[Prompt]:
Give the lines again exactly, from the one holding "Where can the light" to the last line of the listing below, both ends included and nothing added.

[Labeled-object pointing entries]:

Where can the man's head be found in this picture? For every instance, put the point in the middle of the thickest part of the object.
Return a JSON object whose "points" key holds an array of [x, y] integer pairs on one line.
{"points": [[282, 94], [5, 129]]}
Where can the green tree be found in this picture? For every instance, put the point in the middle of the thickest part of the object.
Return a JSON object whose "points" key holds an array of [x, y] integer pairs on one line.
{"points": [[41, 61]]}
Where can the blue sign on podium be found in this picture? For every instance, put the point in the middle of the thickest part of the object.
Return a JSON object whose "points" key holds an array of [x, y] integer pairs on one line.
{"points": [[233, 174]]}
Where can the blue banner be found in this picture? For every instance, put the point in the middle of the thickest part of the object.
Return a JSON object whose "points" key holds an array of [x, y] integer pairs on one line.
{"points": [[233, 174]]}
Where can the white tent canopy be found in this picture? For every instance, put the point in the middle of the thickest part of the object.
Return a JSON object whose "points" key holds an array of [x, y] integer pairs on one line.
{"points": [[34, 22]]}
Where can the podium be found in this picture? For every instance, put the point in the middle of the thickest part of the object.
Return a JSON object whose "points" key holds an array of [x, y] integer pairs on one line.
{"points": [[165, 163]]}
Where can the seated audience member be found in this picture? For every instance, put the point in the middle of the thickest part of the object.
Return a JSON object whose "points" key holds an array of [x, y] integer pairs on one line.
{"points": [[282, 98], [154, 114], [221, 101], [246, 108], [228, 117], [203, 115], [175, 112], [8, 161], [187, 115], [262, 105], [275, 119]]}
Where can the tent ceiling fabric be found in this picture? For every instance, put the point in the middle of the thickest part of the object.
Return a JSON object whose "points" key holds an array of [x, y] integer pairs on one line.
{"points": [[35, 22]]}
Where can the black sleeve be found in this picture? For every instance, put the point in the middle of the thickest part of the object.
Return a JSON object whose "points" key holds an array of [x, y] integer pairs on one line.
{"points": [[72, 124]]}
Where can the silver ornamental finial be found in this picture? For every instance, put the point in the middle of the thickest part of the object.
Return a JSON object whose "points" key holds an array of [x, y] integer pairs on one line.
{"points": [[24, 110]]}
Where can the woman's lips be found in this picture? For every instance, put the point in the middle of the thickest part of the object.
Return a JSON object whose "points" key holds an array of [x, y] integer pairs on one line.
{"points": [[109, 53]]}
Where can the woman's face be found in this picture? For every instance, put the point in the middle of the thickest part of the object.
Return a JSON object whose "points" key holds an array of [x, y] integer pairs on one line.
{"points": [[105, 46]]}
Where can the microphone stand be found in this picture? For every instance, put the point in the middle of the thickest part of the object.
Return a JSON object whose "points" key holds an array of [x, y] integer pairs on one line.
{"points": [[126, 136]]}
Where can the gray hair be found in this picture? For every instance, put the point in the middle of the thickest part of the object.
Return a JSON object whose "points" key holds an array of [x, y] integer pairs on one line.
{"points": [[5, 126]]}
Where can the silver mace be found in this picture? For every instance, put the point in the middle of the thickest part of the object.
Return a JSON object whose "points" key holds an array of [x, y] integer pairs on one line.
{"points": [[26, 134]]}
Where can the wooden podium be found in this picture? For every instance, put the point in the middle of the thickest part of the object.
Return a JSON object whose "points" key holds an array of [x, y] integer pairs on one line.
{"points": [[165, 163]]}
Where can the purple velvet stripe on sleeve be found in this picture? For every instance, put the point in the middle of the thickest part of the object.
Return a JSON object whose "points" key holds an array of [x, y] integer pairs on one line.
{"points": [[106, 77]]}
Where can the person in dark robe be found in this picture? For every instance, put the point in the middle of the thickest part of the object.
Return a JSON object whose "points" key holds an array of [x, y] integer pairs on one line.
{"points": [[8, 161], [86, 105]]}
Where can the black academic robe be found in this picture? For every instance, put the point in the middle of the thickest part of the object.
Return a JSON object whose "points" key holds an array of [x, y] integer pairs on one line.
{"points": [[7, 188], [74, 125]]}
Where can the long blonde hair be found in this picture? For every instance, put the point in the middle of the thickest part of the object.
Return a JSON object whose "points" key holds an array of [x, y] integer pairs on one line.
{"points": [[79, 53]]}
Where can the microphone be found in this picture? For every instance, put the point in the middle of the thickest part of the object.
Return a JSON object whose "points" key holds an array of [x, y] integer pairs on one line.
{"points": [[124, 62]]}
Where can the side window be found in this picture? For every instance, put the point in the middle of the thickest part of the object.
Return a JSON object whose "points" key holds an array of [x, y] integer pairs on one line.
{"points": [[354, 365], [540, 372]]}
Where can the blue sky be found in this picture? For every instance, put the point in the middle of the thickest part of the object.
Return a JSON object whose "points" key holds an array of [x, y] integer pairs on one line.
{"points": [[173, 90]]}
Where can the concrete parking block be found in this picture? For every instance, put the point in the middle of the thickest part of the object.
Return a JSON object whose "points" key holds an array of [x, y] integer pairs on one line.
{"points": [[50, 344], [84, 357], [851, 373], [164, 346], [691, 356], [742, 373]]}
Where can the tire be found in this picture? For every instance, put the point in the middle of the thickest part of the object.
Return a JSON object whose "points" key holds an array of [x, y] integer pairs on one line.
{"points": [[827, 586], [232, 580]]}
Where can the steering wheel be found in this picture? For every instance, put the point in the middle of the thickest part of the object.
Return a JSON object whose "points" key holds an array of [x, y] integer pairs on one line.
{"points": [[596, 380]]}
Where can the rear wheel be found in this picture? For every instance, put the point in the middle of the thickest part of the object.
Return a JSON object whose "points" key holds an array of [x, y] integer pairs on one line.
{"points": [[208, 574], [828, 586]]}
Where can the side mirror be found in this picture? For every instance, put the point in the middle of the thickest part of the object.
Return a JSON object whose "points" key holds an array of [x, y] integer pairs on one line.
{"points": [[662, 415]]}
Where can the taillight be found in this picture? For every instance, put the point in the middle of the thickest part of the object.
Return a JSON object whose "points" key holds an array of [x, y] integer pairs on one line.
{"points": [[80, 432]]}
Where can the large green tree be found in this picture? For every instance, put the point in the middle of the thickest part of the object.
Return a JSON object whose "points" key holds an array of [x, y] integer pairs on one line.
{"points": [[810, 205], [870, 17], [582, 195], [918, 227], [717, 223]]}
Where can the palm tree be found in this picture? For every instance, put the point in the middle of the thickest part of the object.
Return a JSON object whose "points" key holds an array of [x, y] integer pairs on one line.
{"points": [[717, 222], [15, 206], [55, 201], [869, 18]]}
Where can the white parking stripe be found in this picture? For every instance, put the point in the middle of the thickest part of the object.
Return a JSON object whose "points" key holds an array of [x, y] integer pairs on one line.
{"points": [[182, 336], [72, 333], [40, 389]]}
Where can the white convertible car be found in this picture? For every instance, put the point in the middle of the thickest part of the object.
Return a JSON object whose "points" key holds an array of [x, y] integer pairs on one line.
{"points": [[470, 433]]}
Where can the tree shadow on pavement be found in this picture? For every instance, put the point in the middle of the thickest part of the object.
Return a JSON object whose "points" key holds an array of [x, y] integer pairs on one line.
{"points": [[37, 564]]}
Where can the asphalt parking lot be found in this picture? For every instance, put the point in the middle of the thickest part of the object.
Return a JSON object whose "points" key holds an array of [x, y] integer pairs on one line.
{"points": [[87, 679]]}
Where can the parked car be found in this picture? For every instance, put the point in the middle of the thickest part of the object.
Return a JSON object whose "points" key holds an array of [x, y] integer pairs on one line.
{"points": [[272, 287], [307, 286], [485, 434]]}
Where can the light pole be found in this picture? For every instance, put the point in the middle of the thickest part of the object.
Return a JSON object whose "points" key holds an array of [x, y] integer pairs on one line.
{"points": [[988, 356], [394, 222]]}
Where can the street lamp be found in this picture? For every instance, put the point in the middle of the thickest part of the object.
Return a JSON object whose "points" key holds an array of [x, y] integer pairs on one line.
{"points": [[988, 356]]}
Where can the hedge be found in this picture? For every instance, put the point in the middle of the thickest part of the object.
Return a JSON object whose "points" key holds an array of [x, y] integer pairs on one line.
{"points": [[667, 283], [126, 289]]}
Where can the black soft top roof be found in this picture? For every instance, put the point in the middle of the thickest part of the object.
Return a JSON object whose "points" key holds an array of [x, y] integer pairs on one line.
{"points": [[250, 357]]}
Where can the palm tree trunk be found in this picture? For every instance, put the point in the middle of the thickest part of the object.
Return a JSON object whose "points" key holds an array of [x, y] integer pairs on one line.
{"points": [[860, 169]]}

[The reply]:
Where can the light pole be found in this picture? For every instance, put the point in the middle of the thickest part of the object.
Return a JSON object whose "points" key holds an array of [x, y] integer pairs on one line.
{"points": [[988, 356], [394, 222]]}
Where can the street lamp be found in this picture? For every instance, put the point in the middle of the thickest part of the object.
Return a JSON object whose "points" key holds an array of [x, y] integer pairs on one line.
{"points": [[988, 356]]}
Where can the hedge be found in this picture? For every instance, put the point in the middle of the thickest part of the object.
Return a JSON object whose "points" key holds an array of [x, y] integer pairs on one line.
{"points": [[667, 283], [126, 289]]}
Where can the black soft top roof be found in this picture? For every instance, put the point in the middle of the thickest part of the object.
Return a JSON object whose "points" key holds an array of [x, y] integer pairs on one line.
{"points": [[250, 357]]}
Where can the palm tree trunk be found in this picture? For every instance, put the point in the middle of the thickest part of the object.
Return a JSON object whose "points" key holds an array of [x, y] integer pairs on one line.
{"points": [[860, 169]]}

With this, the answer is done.